Restate every line of the material below word for word, skipping the images.

Source data
========

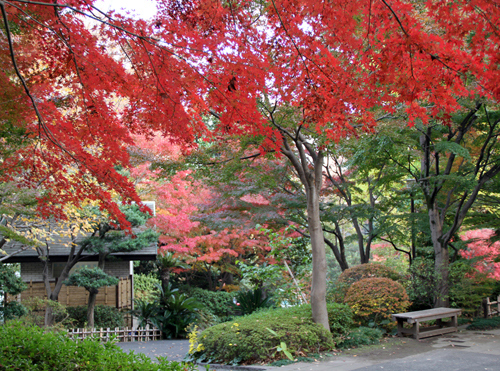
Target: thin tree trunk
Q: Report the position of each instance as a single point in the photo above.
(441, 260)
(318, 289)
(91, 307)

========

Output of the exercise
Target: thin tree trunk
Q: Report the position of each instance as a single point in the photo above.
(441, 260)
(318, 289)
(91, 307)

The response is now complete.